◆ REQUEST A: From the records below, copy each line that contains the word "orange".

◆ PROVIDED PASSAGE:
Table 1. Machine specifications for Hazel Hen
Fig. 3.
figure 3

Strong scaling for advection code on Hazel Hen

Figure 3 shows strong scaling up to 12K cores where each bar is labeled with percent improvement obtained by the proposed asynchronous algorithm over BoxLib. We used \(1024^3\) grid size as input for strong scaling studies. The y-axis shows the time spent in a single step of Algorithms 2 and 3. It does not include the time spent in timestep dt computation and global reduction. Proposed asynchronous algorithm achieves up to \(28.6\%\) performance improvement over BoxLib on 1536 cores. Performance improvement declines as we further increase the number of cores because the number of subgrids per process becomes too small to overlap any computation. There are a total of 6041 subgrids with size ranging from \(128^3\) to \(8^3\). For the maximum performance improvement case there are about 95 subgrids/rank while it reduces to less than 12 subgrids/rank in 12K cores. Although not shown here, we observe the same strong scaling behavior when two levels of refinements with subcycling and three levels of refinements without subcycling are used.

Fig. 4.
figure 4

Weak scaling for advection code on Hazel Hen

Figure 4 compares weak scaling for BoxLib’s rank synchronous and proposed asynchronous algorithms. Grid size starts from \(1024^3\) for 768 cores and then doubled in x, y and z directions respectively. The proposed asynchronous algorithm achieves the same weak scaling behavior as BoxLib but with sustained performance improvement of more than \(27\%\). This is possible because there are always sufficient number of subgrids per process to hide communication.

Fig. 5.

◆ PROVIDED RECORDS:
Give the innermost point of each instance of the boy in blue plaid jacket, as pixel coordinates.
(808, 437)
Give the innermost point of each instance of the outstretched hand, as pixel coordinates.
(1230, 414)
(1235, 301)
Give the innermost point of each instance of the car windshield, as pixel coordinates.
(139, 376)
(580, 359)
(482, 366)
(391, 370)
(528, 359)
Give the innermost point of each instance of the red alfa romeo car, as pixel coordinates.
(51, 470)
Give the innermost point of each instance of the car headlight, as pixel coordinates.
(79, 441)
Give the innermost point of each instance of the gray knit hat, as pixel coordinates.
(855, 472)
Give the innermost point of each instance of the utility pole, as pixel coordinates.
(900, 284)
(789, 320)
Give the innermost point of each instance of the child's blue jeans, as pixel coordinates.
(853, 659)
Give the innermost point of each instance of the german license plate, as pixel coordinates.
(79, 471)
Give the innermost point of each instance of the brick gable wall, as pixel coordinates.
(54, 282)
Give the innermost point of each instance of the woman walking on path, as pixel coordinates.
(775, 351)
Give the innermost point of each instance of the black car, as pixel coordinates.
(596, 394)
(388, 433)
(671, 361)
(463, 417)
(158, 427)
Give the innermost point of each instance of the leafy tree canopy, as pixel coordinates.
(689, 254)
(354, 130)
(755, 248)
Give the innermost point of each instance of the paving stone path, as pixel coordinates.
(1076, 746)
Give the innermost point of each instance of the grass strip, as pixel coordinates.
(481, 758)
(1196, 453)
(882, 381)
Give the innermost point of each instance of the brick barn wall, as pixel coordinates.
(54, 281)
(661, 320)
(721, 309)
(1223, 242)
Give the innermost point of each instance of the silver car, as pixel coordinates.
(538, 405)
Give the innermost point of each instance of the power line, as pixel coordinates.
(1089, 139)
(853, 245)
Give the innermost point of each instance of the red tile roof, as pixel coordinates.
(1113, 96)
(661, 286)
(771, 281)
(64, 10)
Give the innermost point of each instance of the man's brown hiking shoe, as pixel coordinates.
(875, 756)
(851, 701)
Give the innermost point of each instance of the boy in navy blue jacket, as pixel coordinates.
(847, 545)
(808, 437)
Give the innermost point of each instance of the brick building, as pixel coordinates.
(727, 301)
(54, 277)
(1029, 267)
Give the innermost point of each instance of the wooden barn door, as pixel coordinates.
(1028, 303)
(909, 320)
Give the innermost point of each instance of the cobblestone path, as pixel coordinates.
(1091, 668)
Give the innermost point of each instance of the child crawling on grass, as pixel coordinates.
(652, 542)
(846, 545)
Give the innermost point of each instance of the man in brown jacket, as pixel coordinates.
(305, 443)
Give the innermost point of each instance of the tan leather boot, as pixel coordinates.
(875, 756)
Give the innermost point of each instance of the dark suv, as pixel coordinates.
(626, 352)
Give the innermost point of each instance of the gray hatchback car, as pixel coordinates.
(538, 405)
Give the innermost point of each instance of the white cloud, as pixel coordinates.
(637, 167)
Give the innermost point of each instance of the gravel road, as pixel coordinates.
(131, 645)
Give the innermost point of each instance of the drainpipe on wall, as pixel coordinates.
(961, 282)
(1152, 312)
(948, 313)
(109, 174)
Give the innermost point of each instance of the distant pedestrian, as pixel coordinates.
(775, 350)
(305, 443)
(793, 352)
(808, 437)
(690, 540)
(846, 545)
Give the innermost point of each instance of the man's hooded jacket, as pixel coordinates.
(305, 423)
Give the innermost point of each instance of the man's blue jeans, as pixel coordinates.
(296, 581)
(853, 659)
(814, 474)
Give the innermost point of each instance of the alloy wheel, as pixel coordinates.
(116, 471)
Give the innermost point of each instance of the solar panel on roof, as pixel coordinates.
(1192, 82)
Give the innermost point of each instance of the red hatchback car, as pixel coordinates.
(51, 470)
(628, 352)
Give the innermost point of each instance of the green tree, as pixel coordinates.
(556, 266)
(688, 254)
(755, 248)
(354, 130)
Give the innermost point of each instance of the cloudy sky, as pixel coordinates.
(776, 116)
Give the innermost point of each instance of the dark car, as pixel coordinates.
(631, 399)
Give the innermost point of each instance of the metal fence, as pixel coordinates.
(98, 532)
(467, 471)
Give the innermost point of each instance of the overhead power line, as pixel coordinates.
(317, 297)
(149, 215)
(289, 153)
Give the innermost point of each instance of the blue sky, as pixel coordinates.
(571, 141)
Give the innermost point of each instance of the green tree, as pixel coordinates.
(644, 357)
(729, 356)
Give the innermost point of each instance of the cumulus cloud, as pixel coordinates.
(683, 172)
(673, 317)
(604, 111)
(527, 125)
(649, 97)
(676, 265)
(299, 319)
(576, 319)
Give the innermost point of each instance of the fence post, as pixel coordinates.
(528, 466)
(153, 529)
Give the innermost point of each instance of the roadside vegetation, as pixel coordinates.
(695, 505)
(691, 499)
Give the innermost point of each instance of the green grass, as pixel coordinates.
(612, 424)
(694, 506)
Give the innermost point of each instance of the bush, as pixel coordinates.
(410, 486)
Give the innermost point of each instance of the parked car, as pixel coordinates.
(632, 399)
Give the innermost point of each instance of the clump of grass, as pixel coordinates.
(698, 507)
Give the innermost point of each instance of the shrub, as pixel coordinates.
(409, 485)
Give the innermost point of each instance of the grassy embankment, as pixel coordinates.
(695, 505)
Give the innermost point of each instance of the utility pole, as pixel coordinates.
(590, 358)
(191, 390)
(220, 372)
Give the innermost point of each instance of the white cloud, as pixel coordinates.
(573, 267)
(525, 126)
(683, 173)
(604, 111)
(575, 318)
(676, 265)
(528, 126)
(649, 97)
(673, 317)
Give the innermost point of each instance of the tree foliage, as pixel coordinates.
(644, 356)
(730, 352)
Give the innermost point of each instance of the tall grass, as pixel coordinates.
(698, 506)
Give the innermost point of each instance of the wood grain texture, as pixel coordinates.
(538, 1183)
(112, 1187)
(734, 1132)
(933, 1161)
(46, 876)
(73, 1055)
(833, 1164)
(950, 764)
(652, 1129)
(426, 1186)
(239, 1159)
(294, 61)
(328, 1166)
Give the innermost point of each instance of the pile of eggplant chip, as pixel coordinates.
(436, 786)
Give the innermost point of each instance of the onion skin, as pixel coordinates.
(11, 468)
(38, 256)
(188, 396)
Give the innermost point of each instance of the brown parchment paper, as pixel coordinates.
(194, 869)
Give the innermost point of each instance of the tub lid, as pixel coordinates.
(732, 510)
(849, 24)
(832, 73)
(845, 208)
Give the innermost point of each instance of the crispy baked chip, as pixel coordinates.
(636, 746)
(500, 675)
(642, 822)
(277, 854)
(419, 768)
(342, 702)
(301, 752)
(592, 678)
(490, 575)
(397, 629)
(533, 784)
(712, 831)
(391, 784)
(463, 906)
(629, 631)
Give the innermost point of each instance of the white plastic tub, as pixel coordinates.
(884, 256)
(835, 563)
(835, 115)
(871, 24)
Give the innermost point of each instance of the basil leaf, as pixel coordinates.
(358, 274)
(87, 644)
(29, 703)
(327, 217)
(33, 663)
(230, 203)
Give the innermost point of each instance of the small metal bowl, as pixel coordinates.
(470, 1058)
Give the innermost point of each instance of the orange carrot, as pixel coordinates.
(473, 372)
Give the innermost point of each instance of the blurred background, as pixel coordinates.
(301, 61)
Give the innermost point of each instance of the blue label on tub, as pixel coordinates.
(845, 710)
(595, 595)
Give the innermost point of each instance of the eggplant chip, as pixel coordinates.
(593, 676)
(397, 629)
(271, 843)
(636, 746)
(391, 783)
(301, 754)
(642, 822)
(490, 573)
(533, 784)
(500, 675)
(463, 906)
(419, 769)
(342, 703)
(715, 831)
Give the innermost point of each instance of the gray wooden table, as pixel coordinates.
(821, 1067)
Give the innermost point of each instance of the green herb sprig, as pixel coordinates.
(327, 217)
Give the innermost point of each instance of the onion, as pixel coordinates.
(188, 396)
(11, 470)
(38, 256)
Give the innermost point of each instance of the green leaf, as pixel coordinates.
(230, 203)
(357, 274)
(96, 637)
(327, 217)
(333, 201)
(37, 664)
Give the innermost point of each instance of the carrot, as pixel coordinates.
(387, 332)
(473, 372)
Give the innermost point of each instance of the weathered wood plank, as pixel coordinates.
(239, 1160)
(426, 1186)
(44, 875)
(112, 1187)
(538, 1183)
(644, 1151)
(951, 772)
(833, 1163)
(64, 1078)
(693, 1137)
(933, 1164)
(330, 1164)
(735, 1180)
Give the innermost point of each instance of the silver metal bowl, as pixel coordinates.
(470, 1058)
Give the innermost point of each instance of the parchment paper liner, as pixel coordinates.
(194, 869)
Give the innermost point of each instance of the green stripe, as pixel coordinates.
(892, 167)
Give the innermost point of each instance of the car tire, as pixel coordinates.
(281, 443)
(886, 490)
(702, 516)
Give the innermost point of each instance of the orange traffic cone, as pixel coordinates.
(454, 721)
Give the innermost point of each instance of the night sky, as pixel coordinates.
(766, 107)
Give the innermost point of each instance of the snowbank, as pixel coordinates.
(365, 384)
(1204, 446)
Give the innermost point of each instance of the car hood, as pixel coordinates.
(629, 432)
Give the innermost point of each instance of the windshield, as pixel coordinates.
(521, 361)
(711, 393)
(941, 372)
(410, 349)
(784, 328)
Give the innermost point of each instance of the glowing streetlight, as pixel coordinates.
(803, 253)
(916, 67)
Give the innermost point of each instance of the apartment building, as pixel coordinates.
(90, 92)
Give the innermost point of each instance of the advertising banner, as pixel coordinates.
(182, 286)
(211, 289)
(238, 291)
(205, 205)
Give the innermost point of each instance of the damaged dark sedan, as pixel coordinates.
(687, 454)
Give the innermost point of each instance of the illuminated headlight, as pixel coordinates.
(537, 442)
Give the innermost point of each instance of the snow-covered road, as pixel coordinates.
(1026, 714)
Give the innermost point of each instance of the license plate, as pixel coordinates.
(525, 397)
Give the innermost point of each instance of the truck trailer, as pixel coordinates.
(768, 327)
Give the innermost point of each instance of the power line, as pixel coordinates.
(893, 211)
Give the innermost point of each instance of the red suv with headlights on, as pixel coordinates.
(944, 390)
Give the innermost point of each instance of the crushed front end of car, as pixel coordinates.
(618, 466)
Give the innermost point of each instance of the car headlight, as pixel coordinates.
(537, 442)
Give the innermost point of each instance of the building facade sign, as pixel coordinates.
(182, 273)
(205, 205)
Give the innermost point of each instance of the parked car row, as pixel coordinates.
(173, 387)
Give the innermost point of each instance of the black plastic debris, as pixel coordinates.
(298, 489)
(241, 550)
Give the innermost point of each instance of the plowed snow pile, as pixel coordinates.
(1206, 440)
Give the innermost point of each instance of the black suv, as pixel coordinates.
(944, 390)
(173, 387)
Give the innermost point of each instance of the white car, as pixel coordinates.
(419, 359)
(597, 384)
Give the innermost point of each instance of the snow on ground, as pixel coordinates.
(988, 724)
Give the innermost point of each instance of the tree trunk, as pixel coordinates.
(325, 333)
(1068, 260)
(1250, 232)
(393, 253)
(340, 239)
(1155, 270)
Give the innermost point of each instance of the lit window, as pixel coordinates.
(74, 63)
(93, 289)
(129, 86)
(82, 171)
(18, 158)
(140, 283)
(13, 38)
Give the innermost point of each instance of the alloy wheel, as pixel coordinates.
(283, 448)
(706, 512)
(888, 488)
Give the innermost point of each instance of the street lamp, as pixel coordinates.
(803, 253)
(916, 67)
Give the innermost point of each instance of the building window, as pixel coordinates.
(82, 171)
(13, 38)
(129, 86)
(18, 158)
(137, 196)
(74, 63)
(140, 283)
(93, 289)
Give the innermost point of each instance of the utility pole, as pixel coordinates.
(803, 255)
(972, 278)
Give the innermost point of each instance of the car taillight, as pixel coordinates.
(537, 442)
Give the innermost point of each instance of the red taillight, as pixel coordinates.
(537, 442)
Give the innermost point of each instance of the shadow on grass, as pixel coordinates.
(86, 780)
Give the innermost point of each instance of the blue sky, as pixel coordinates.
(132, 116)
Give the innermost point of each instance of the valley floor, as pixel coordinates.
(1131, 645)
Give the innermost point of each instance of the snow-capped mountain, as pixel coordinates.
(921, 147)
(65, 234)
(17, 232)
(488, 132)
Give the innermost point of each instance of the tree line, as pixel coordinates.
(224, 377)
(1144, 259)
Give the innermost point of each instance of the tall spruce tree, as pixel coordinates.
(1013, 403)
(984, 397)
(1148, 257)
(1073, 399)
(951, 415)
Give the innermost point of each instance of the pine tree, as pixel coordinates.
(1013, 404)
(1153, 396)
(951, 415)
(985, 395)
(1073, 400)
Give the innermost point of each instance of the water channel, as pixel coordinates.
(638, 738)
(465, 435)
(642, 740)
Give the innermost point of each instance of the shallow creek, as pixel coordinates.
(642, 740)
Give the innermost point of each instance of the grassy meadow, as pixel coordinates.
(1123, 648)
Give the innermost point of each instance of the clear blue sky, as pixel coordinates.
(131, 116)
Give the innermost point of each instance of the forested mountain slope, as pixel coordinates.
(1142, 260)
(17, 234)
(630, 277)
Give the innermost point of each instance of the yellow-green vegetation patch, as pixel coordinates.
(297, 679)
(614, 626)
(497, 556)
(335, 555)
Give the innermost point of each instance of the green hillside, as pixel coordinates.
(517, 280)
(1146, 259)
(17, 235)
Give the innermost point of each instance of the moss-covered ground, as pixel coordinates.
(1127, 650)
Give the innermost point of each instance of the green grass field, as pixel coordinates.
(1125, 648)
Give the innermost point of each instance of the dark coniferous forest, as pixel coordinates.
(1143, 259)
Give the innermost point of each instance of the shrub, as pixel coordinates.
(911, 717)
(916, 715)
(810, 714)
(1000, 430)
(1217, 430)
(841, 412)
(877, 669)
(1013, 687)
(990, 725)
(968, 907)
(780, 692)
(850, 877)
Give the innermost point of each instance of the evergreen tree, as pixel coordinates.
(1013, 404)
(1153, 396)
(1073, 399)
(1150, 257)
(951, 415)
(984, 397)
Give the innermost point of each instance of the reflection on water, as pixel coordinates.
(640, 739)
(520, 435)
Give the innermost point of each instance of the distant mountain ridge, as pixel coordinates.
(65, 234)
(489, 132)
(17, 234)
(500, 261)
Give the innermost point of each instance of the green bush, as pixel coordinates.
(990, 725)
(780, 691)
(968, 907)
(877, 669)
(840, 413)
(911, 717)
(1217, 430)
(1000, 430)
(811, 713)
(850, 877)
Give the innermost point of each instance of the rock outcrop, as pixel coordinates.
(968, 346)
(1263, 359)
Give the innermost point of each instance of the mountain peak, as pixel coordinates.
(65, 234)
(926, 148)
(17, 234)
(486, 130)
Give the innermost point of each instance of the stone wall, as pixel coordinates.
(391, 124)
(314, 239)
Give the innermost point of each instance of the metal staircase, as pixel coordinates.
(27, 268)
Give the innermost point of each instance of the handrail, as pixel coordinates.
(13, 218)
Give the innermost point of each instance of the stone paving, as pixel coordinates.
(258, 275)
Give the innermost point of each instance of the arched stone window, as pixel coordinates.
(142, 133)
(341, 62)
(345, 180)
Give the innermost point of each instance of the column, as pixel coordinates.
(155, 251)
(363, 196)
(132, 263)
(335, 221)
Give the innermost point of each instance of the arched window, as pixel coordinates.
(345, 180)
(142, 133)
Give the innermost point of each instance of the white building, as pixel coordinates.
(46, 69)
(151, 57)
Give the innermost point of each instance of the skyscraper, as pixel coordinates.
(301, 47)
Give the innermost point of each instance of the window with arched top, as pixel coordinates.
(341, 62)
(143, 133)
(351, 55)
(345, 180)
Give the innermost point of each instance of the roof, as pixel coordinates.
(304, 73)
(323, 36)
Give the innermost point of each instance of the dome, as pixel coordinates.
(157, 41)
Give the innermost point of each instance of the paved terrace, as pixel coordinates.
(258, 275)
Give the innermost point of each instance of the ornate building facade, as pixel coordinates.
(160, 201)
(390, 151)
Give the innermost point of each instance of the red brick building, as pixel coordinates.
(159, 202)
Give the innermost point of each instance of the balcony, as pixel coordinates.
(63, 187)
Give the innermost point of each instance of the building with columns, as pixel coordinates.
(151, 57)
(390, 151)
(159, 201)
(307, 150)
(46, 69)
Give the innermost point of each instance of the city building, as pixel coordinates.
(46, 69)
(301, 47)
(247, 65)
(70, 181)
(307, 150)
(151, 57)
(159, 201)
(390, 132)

◆ REQUEST B: Write the next part of the passage above on scaling the advection code on Hazel Hen, carrying on from its last line.

◆ RESPONSE A:
Give the innermost point of each instance of the orange carrot, as pixel coordinates.
Give the innermost point of each instance of the orange traffic cone, as pixel coordinates.

◆ RESPONSE B:
figure 5

Breakdown of performance for strong scaling achieved on Hazel Hen

A breakdown (for strong scaling) of the time spent during computation (integration), restriction and prolongation for rank synchronous algorithm compared to the proposed asynchronous algorithm is shown in Fig. 5. Both restriction and prolongation introduce communication. We can overlap only prolongation with computation because while performing restriction there is no computation to overlap with. The proposed asynchronous algorithm hides about 80% of the communication overhead due to prolongation behind the computation as shown in Fig. 5.

8 Conclusions

In this paper, we presented an asynchronous execution model for the AMR algorithm. Our asynchronous execution model allows a subgrid within a level to perform computation independent of other subgrids at the same level to provide scalability but also maintains the programming simplicity for both AMR framework developers and the end users. We also discussed how our asynchronous algorithm can be integrated into an AMR framework. The results show that with affordable programming effort our asynchronous AMR algorithm can be adapted into AMR software frameworks to achieve decent speedup and scalability.